### To do
Retype exactly the lines that run from the line with "carpet floor in this photo." to the final line of the entries, keeping both ends and nothing else.

### Dataset excerpts

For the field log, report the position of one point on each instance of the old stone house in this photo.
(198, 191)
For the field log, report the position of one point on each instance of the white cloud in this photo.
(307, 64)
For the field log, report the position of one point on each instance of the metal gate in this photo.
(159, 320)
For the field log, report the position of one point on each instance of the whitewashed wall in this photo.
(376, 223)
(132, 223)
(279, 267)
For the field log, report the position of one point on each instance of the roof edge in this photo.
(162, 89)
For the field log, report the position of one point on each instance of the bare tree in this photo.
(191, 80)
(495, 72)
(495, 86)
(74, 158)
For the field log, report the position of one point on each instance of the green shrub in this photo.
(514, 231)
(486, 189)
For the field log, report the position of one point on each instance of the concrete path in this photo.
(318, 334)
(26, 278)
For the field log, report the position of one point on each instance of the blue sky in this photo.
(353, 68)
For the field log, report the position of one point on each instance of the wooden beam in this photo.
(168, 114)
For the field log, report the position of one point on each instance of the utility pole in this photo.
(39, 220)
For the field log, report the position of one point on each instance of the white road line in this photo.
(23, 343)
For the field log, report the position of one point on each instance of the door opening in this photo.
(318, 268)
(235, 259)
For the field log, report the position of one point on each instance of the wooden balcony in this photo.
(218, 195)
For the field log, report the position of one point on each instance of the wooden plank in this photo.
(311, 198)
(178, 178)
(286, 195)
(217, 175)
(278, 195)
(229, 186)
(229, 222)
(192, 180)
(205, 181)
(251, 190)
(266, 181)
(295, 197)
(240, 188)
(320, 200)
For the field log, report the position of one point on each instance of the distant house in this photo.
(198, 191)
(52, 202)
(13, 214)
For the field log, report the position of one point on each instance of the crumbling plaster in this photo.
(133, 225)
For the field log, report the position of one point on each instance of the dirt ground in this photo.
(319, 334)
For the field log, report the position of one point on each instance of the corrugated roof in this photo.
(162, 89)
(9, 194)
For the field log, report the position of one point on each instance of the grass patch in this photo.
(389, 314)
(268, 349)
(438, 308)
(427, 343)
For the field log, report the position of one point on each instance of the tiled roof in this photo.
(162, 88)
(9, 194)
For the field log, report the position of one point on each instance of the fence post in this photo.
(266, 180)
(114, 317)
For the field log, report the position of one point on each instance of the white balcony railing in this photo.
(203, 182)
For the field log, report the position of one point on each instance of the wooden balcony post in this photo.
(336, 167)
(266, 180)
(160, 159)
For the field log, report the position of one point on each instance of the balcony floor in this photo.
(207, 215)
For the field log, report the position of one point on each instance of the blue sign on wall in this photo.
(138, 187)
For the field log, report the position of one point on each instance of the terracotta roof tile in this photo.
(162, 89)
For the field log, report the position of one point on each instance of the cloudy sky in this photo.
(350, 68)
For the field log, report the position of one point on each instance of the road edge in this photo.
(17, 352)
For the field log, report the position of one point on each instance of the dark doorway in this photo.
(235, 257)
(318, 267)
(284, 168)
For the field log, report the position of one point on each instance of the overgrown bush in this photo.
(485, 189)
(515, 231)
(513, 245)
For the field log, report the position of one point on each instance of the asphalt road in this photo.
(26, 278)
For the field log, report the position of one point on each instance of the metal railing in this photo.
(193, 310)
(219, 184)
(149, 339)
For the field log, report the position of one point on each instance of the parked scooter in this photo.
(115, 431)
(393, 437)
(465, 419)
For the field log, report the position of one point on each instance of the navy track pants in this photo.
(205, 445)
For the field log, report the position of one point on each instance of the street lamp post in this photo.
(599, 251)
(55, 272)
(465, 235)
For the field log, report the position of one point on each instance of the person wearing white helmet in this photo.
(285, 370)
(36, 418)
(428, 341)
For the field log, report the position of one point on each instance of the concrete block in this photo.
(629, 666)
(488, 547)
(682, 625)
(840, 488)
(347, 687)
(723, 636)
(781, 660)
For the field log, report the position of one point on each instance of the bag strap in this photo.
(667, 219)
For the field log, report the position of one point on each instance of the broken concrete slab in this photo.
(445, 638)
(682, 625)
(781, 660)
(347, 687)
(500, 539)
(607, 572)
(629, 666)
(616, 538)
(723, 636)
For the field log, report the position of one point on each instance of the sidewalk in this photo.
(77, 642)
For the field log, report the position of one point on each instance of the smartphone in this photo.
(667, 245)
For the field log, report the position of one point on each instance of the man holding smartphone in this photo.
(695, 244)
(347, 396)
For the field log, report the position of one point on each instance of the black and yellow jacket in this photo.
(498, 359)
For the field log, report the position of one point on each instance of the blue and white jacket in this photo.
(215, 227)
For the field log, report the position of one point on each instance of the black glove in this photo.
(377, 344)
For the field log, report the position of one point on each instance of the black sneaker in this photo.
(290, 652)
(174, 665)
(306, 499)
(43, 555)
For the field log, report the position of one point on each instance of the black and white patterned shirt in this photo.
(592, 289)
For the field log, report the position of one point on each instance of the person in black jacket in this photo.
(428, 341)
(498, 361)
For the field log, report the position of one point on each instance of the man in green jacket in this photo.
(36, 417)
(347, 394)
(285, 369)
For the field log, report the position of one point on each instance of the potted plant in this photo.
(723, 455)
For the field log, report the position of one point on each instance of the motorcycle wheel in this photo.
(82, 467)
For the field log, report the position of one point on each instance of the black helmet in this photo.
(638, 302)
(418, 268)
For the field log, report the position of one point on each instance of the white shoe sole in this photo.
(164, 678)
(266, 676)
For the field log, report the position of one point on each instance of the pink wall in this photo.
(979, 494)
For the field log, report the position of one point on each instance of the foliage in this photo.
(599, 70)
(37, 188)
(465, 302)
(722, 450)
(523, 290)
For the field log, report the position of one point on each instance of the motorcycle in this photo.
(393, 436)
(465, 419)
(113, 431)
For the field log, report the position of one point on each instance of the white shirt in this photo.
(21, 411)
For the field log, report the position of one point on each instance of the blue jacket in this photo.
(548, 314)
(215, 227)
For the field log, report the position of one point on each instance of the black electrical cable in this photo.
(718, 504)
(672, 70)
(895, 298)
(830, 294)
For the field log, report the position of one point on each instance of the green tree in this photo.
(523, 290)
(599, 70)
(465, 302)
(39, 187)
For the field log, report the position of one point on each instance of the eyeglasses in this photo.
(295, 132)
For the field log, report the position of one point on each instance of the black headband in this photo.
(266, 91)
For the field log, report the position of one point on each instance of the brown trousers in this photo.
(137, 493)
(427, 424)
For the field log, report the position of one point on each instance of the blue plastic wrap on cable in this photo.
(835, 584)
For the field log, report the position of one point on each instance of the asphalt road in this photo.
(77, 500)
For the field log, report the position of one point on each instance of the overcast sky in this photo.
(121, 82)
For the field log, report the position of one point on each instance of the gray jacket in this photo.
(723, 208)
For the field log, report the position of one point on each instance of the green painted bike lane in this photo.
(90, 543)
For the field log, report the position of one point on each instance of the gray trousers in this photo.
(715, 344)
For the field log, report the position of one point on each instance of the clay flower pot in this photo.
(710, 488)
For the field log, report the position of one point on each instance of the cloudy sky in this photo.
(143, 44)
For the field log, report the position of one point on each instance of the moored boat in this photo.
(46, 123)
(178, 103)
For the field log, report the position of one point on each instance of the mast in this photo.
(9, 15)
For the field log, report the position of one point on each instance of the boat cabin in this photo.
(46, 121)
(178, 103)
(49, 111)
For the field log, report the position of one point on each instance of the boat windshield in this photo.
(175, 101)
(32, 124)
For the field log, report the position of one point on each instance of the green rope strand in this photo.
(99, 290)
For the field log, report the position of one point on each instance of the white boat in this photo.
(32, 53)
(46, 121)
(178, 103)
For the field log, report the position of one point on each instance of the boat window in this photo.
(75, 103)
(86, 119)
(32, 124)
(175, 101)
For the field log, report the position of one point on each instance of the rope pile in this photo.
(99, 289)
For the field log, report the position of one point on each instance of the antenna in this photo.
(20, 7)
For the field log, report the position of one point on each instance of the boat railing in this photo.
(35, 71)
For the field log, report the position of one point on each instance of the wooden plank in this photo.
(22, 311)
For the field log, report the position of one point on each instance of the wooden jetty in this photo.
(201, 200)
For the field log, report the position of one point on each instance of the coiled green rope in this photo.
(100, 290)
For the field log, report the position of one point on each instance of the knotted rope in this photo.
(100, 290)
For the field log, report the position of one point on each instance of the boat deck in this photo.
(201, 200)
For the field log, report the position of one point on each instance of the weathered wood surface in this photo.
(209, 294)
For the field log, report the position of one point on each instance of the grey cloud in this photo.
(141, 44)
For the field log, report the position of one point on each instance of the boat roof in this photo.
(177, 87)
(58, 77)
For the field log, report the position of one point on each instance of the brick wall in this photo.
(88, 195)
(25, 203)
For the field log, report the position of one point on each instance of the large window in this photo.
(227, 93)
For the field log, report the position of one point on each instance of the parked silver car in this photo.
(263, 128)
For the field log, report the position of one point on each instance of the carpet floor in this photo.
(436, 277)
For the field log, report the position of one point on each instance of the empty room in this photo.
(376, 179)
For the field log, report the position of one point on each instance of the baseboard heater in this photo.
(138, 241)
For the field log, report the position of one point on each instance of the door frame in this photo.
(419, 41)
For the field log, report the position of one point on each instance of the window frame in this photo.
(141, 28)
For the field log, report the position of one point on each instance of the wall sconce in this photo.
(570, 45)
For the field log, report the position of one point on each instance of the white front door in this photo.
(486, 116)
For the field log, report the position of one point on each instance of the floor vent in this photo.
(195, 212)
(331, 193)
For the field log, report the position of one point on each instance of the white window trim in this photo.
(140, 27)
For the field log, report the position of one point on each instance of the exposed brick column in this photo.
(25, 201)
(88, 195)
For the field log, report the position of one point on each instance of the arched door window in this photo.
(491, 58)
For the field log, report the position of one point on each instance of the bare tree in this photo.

### Response for this exercise
For the field log, report the position of one point on each instance of the carpet floor in this photo.
(436, 277)
For the field log, report the position of one point on each instance of the empty room in this photo.
(376, 179)
For the field log, report the position of one point on each instance of the baseboard heater in this photo.
(138, 241)
For the field log, report the position of one point on each instance of the door frame in this photo.
(419, 41)
For the field log, report the position of one point on each instance of the window frame in this photo.
(141, 28)
For the field log, report the position of one point on each instance of the wall sconce in this photo.
(570, 45)
For the field log, report the position of one point on each instance of the white front door in this photo.
(486, 116)
For the field log, report the position of one point on each instance of the floor vent in this photo.
(195, 212)
(331, 193)
For the field log, report the position of one point on each instance of the white window trim in this photo.
(140, 27)
For the field log, report the position of one point on each instance of the exposed brick column in this photo.
(25, 201)
(88, 195)
For the field log, report the position of one point on each instance of the arched door window in this photo.
(491, 58)
For the field log, report the position of one point on each instance of the bare tree in this photo.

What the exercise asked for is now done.